**Texto fornecido**
Bruno Maçães declararia numa reação registada pelo jornal Público que “para Portugal a questão crucial é eliminar a nossa desvantagem competitiva na área do investimento. Só três Estados-membros da UE não têm qualquer acordo de proteção de investimento com os Estados Unidos. Portugal é um deles. É, por isso, uma questão de mercado interno e de criação de condições iguais para todos”.

Na mente dos subscritores estava já a Parceria Transatlântica para o Comércio e Investimento (TTIP) e a ideia de que é este o caminho mais curto para eliminar barreiras nas relações entre a Europa e os Estados Unidos.

Mas o pedido dos 14 era também justificado com o argumento de que esta cláusula, precisamente o ISDS, será já por si obrigatória face ao que está prescrito pelo Conselho Europeu.

A linha que divide os defensores do ISDS dos que atacam este tipo de arbitragem demarcava no decorrer das negociações secretas as diferentes cores políticas. Do lado que o defende estão os liberais e os conservadores. Do outro, verdes, esquerda e social-democratas, que temem que assuntos relacionados com os direitos básicos dos cidadãos europeus país possam vir a ser cilindrados pela intransigência das grandes multinacionais.

**Listagem fornecida**
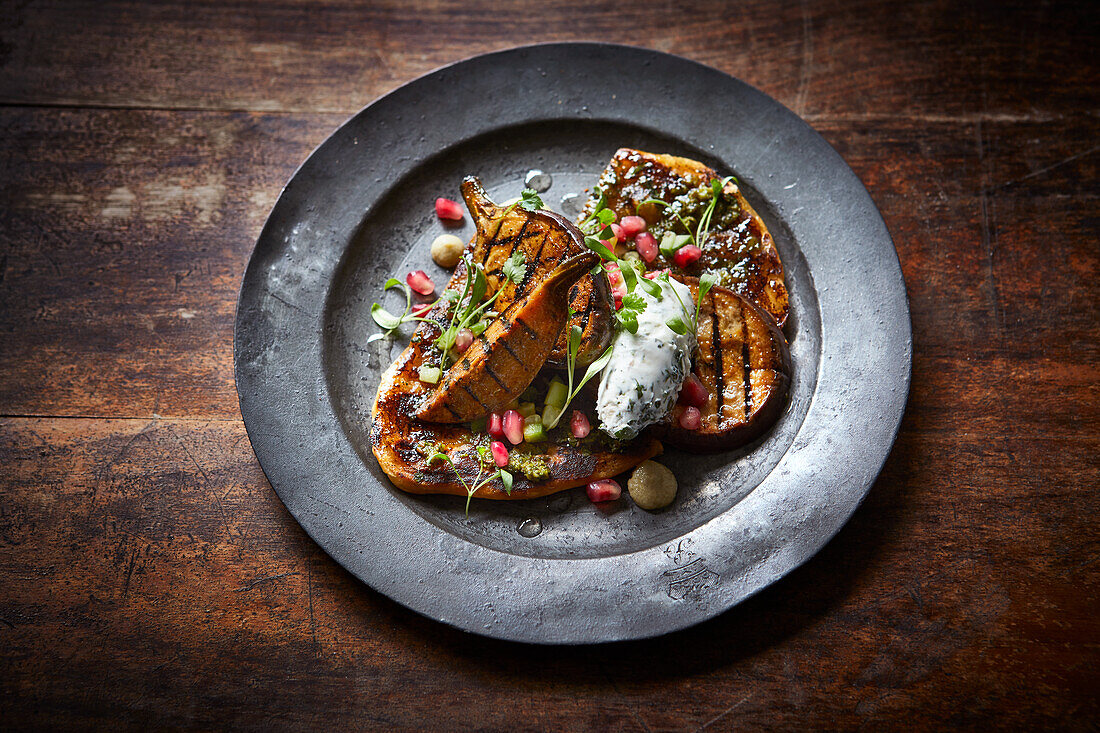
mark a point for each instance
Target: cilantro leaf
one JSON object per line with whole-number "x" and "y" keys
{"x": 627, "y": 320}
{"x": 600, "y": 249}
{"x": 634, "y": 302}
{"x": 384, "y": 318}
{"x": 529, "y": 200}
{"x": 515, "y": 269}
{"x": 651, "y": 287}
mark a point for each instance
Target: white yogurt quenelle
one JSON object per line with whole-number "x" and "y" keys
{"x": 642, "y": 379}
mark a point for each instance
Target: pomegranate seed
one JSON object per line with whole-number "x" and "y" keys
{"x": 646, "y": 244}
{"x": 463, "y": 339}
{"x": 685, "y": 255}
{"x": 691, "y": 419}
{"x": 499, "y": 453}
{"x": 614, "y": 274}
{"x": 633, "y": 226}
{"x": 448, "y": 209}
{"x": 693, "y": 393}
{"x": 419, "y": 282}
{"x": 604, "y": 491}
{"x": 514, "y": 427}
{"x": 495, "y": 425}
{"x": 579, "y": 424}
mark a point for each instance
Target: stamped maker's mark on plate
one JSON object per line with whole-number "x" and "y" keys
{"x": 692, "y": 578}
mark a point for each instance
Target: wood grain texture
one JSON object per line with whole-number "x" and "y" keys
{"x": 150, "y": 577}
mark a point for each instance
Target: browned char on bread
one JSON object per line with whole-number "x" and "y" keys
{"x": 403, "y": 444}
{"x": 499, "y": 236}
{"x": 738, "y": 250}
{"x": 744, "y": 363}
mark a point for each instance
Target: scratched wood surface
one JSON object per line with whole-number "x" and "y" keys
{"x": 149, "y": 576}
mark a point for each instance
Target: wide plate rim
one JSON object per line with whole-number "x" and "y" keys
{"x": 562, "y": 630}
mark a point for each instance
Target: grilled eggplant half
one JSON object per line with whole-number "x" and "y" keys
{"x": 502, "y": 362}
{"x": 547, "y": 239}
{"x": 737, "y": 249}
{"x": 403, "y": 444}
{"x": 744, "y": 363}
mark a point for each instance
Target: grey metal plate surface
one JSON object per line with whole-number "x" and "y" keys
{"x": 360, "y": 210}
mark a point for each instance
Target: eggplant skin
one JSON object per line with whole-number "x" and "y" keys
{"x": 502, "y": 362}
{"x": 403, "y": 444}
{"x": 547, "y": 239}
{"x": 739, "y": 250}
{"x": 745, "y": 364}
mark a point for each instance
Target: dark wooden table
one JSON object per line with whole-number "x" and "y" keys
{"x": 149, "y": 575}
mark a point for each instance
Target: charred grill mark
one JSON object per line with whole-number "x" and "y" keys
{"x": 530, "y": 331}
{"x": 496, "y": 378}
{"x": 719, "y": 380}
{"x": 512, "y": 352}
{"x": 465, "y": 387}
{"x": 747, "y": 360}
{"x": 518, "y": 238}
{"x": 546, "y": 236}
{"x": 589, "y": 308}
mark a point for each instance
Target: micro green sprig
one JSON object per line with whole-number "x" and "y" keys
{"x": 483, "y": 458}
{"x": 594, "y": 368}
{"x": 633, "y": 271}
{"x": 672, "y": 242}
{"x": 469, "y": 309}
{"x": 387, "y": 320}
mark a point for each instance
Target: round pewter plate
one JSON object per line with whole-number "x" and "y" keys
{"x": 562, "y": 570}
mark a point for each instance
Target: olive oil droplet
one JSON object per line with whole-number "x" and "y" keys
{"x": 537, "y": 179}
{"x": 529, "y": 527}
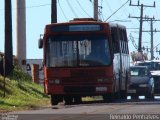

**Complete o seguinte**
**a)** Troque "Conselho Europeu" por "Parlamento Europeu" e reescreva o trecho do texto sobre o ISDS que começa em "Mas o pedido" e segue até "pelo Conselho Europeu.".
**b)** Segundo o texto sobre o ISDS, quantos Estados-membros da UE não têm nenhum acordo de proteção de investimento com os Estados Unidos?
**c)** Dê seguimento ao texto sobre o ISDS e a TTIP a partir do ponto em que ele termina.

**Resultados por tarefa**
**a)**
Mas o pedido dos 14 era também justificado com o argumento de que esta cláusula, precisamente o ISDS, será já por si obrigatória face ao que está prescrito pelo Parlamento Europeu.

**b)** Três, e Portugal é um deles.

**c)**
O Financial Times chegou nessa altura a ouvir o secretário de Estado português. Declarou Bruno Maçães que a possibilidade de uma arbitragem fora dos tribunais europeus “não pode ser alterada por considerações políticas num Estado-membro, especialmente se esse Estado tem já diversos acordos ISDS em curso”. Uma referência de Maçães à Alemanha, precursora dos ISDS, mas nos tempos que correm muito cínica face à negociação do TTIP.

O governante português estaria a pensar em particular nos negócios que envolvem futuras relações do Estado português com empresas norte-americanas, com o país a partir da última linha e sem argumentos competitivos.

Numa reação registada pelo Público, Bruno Maçães utilizava a expressão “eliminar a nossa desvantagem competitiva na área do investimento”, com o que pretendia alertar para o facto de Portugal estar a partir com atraso na captação de novas parcerias.